» What you have to do
Write out the stretch of lines below that begins at the line with "target | dirt path" and ends at the line with "output | one point per instance, like (64,17)", including both, exactly as given and nothing more.

» Data for the task
=======

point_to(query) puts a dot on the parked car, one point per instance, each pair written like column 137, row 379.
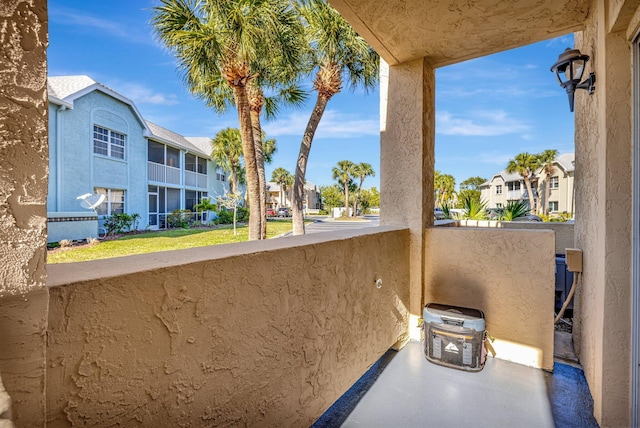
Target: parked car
column 529, row 217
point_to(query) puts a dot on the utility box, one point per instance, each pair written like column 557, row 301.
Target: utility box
column 454, row 336
column 564, row 281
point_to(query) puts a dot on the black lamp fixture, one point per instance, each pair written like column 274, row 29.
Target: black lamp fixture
column 569, row 69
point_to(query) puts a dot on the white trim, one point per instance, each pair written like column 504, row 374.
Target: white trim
column 635, row 230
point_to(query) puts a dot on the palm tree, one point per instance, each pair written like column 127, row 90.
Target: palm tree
column 283, row 178
column 222, row 46
column 338, row 51
column 227, row 153
column 525, row 165
column 344, row 172
column 362, row 170
column 546, row 160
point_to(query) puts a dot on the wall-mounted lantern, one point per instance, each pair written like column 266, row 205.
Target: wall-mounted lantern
column 569, row 69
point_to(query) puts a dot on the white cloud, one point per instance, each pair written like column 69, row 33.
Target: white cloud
column 141, row 94
column 334, row 124
column 489, row 123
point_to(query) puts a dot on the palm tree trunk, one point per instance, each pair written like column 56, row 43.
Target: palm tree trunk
column 249, row 153
column 301, row 165
column 532, row 206
column 547, row 194
column 257, row 141
column 355, row 203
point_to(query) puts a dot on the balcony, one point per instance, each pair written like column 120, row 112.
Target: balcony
column 273, row 332
column 163, row 173
column 195, row 179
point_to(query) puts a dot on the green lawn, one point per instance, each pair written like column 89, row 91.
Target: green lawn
column 160, row 241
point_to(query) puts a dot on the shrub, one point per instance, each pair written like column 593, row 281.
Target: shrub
column 224, row 217
column 242, row 215
column 179, row 219
column 120, row 223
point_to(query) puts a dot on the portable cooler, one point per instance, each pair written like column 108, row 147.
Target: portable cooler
column 454, row 336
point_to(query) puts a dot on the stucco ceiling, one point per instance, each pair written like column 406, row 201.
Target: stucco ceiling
column 450, row 31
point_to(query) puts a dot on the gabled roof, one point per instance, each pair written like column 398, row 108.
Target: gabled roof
column 64, row 90
column 174, row 139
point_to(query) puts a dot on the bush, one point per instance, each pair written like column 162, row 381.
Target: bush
column 242, row 215
column 224, row 217
column 120, row 223
column 179, row 219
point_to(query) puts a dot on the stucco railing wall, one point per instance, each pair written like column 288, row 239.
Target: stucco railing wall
column 563, row 231
column 267, row 333
column 507, row 273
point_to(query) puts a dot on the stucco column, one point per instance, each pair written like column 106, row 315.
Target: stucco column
column 23, row 215
column 603, row 219
column 407, row 115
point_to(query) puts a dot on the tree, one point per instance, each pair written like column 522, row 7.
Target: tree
column 227, row 153
column 344, row 172
column 338, row 52
column 284, row 179
column 470, row 188
column 444, row 187
column 362, row 170
column 369, row 198
column 546, row 161
column 222, row 46
column 525, row 165
column 332, row 196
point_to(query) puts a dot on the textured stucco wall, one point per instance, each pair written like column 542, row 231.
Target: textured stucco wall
column 23, row 217
column 603, row 232
column 260, row 334
column 509, row 274
column 407, row 115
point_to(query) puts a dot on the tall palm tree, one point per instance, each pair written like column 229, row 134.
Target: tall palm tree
column 362, row 170
column 222, row 46
column 547, row 160
column 281, row 176
column 338, row 52
column 227, row 152
column 344, row 172
column 525, row 164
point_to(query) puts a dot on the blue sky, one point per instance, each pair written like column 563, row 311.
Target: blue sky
column 488, row 109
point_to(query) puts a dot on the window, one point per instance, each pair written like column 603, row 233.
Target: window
column 113, row 203
column 108, row 143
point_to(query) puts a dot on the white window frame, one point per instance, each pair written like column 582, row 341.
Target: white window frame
column 110, row 199
column 111, row 143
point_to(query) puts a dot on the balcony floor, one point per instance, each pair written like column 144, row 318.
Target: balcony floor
column 410, row 391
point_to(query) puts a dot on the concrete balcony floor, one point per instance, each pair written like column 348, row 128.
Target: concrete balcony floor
column 403, row 389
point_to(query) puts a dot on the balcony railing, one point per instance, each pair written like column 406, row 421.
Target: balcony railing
column 195, row 179
column 163, row 173
column 269, row 333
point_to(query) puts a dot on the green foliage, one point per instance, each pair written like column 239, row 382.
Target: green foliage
column 242, row 215
column 472, row 183
column 121, row 223
column 474, row 209
column 332, row 196
column 224, row 217
column 179, row 219
column 515, row 209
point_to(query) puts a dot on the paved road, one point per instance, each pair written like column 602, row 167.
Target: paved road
column 324, row 224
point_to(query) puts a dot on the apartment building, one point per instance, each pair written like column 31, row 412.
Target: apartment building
column 504, row 187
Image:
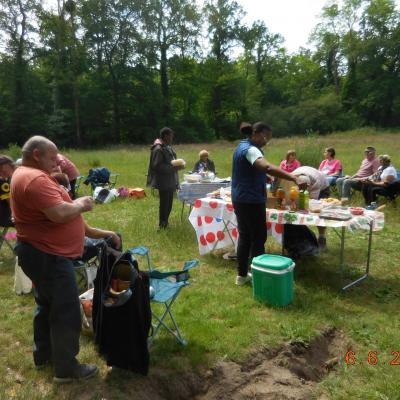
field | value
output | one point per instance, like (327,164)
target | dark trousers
(252,230)
(57,319)
(166,200)
(370,193)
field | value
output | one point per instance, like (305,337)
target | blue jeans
(57,319)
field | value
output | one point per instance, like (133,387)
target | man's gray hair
(40,143)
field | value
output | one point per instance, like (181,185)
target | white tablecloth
(189,192)
(215,223)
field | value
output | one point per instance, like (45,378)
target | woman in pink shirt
(291,163)
(331,167)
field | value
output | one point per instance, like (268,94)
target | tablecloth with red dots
(215,224)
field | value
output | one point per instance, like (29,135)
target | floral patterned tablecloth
(215,223)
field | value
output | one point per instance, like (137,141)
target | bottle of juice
(294,198)
(280,194)
(306,199)
(301,200)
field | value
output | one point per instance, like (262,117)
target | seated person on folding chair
(50,232)
(330,166)
(378,183)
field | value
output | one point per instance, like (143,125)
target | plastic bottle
(301,200)
(294,198)
(280,194)
(306,199)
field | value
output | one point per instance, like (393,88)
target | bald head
(41,153)
(39,143)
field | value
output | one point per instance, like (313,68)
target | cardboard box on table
(272,201)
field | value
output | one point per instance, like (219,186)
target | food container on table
(192,178)
(179,162)
(357,210)
(315,206)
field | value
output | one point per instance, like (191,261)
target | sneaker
(242,280)
(80,372)
(322,243)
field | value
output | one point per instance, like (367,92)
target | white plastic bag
(22,284)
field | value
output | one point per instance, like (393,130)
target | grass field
(220,320)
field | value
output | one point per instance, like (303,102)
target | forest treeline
(97,72)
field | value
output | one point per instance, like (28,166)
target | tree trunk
(164,84)
(77,114)
(116,110)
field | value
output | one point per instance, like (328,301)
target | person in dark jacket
(249,169)
(162,174)
(204,164)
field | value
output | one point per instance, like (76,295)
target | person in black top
(204,164)
(162,174)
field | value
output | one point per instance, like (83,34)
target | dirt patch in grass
(291,372)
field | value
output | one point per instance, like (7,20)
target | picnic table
(215,224)
(189,192)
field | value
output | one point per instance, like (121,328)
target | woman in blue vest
(249,169)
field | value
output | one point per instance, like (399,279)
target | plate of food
(179,162)
(331,201)
(357,210)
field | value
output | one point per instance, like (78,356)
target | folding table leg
(357,281)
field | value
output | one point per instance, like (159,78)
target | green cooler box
(273,279)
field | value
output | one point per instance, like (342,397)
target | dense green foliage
(97,72)
(220,320)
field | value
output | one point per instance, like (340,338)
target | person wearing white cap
(378,182)
(318,187)
(204,164)
(368,166)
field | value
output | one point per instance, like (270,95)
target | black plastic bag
(299,241)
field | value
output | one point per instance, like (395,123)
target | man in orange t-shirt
(50,233)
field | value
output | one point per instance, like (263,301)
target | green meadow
(220,320)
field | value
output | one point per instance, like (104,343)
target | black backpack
(299,241)
(122,322)
(98,177)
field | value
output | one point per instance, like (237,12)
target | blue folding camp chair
(164,289)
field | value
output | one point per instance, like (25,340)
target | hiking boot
(322,243)
(80,372)
(242,280)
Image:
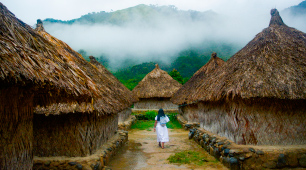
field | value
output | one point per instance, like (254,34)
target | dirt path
(143,152)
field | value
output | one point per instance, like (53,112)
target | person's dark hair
(160,114)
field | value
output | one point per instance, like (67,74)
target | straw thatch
(182,95)
(156,84)
(272,65)
(118,86)
(32,72)
(85,126)
(29,59)
(114,96)
(258,96)
(72,135)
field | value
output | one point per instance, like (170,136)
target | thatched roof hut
(272,65)
(114,96)
(32,72)
(97,119)
(182,95)
(155,90)
(118,86)
(157,83)
(258,96)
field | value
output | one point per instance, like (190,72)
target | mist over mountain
(145,33)
(295,16)
(149,33)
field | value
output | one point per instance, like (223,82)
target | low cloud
(161,38)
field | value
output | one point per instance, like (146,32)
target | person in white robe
(161,130)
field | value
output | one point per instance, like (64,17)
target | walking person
(161,129)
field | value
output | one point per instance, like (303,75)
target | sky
(31,10)
(165,38)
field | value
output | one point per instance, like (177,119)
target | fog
(163,37)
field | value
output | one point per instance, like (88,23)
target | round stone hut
(79,128)
(183,95)
(155,90)
(123,115)
(32,73)
(258,96)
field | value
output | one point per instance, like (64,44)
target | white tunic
(162,132)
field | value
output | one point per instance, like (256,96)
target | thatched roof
(118,86)
(114,96)
(30,61)
(183,94)
(272,65)
(157,83)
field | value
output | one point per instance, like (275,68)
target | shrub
(150,115)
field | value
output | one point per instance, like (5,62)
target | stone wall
(252,122)
(238,157)
(155,103)
(124,115)
(73,134)
(97,161)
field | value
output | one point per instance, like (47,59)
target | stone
(248,155)
(47,163)
(220,143)
(191,134)
(233,160)
(269,164)
(79,167)
(202,143)
(292,159)
(217,153)
(97,166)
(302,160)
(226,152)
(259,152)
(252,150)
(188,125)
(234,165)
(72,163)
(281,161)
(241,158)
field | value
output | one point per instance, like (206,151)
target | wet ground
(142,152)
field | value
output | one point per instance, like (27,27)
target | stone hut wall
(252,122)
(73,134)
(155,103)
(124,115)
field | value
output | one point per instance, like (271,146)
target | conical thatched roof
(183,94)
(114,97)
(272,65)
(116,83)
(29,60)
(157,83)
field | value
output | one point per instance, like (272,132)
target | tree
(176,76)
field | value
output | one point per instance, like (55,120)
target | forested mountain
(296,10)
(147,14)
(130,41)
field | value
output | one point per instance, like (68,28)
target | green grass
(143,125)
(148,125)
(188,157)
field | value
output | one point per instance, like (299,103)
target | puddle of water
(130,156)
(142,152)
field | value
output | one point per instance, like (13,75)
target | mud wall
(97,161)
(124,115)
(252,122)
(155,103)
(74,134)
(238,157)
(16,128)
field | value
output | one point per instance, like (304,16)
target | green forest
(181,68)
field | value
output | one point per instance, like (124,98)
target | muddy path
(142,152)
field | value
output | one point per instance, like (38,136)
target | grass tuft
(188,157)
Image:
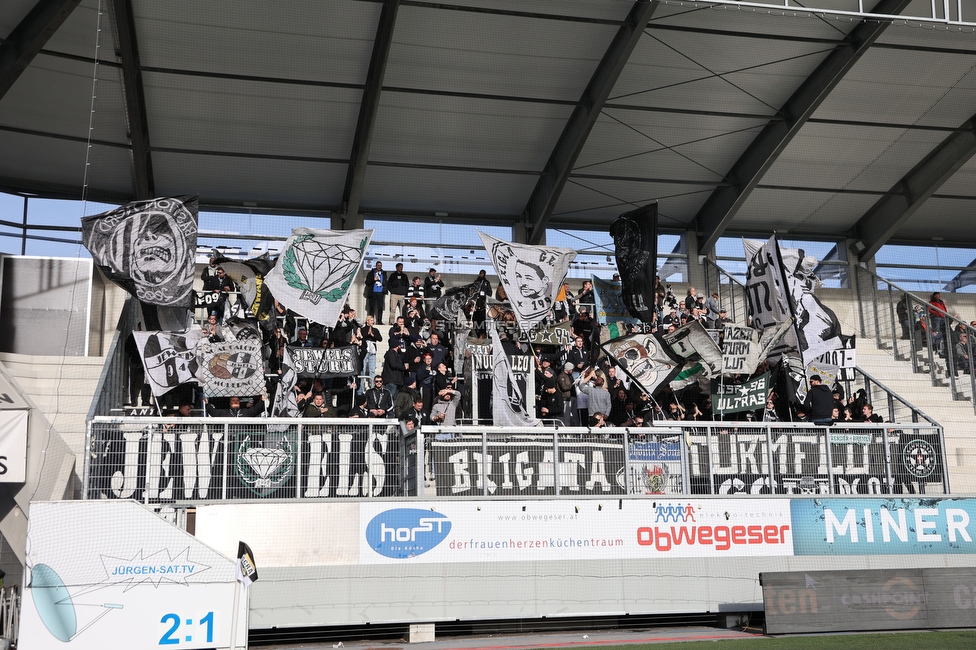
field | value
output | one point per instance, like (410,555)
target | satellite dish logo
(406,532)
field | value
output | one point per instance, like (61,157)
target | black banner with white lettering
(524,468)
(185,462)
(325,362)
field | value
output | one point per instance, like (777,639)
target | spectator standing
(374,290)
(235,410)
(397,285)
(819,404)
(416,290)
(433,285)
(370,336)
(937,314)
(379,402)
(394,369)
(319,408)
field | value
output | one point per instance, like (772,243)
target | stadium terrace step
(955,415)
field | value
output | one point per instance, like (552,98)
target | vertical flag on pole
(635,240)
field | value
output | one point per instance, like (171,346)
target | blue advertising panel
(883,526)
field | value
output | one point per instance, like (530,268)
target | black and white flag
(692,342)
(247,570)
(316,269)
(450,306)
(231,368)
(147,248)
(169,358)
(532,276)
(635,242)
(780,284)
(509,396)
(646,360)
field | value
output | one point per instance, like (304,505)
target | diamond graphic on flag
(265,462)
(320,269)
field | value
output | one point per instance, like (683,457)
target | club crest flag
(532,276)
(635,244)
(316,269)
(147,248)
(231,368)
(645,359)
(169,358)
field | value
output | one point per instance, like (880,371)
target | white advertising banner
(152,584)
(13,446)
(513,531)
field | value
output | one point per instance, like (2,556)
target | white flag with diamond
(316,270)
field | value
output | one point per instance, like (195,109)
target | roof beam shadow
(28,37)
(722,205)
(899,203)
(144,186)
(359,156)
(550,185)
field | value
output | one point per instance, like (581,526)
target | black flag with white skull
(635,242)
(147,248)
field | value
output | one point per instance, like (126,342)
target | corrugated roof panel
(236,180)
(459,51)
(466,132)
(250,117)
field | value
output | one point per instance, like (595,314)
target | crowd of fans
(409,370)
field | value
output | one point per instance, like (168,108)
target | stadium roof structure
(738,118)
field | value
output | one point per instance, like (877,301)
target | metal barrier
(170,460)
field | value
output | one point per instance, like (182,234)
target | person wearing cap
(712,311)
(433,285)
(405,397)
(481,287)
(550,405)
(397,285)
(819,404)
(438,350)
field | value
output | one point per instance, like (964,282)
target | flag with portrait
(531,275)
(509,395)
(635,245)
(147,248)
(645,358)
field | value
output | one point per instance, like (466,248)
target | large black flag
(147,248)
(635,241)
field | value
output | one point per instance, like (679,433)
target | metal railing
(195,460)
(902,322)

=======

» Task answer
target | dirt path
(143,152)
field | value
output | one point per instance, like (53,112)
target | person's dark hair
(160,114)
field | value
output | one point per instance, like (67,74)
target | straw thatch
(182,95)
(156,84)
(272,65)
(118,86)
(32,72)
(85,126)
(29,59)
(114,96)
(258,96)
(72,135)
field | value
output | one point per instance, like (170,136)
target | thatched roof hut
(272,65)
(114,96)
(32,72)
(97,119)
(182,95)
(155,90)
(118,86)
(157,83)
(258,96)
field | value
output | one point per instance, like (190,72)
target | mist over mountain
(145,33)
(295,16)
(149,33)
field | value
output | one point per instance, like (223,82)
target | low cloud
(161,38)
field | value
output | one point per instance, like (146,32)
target | person in white robe
(161,130)
field | value
output | one point per instance, like (64,17)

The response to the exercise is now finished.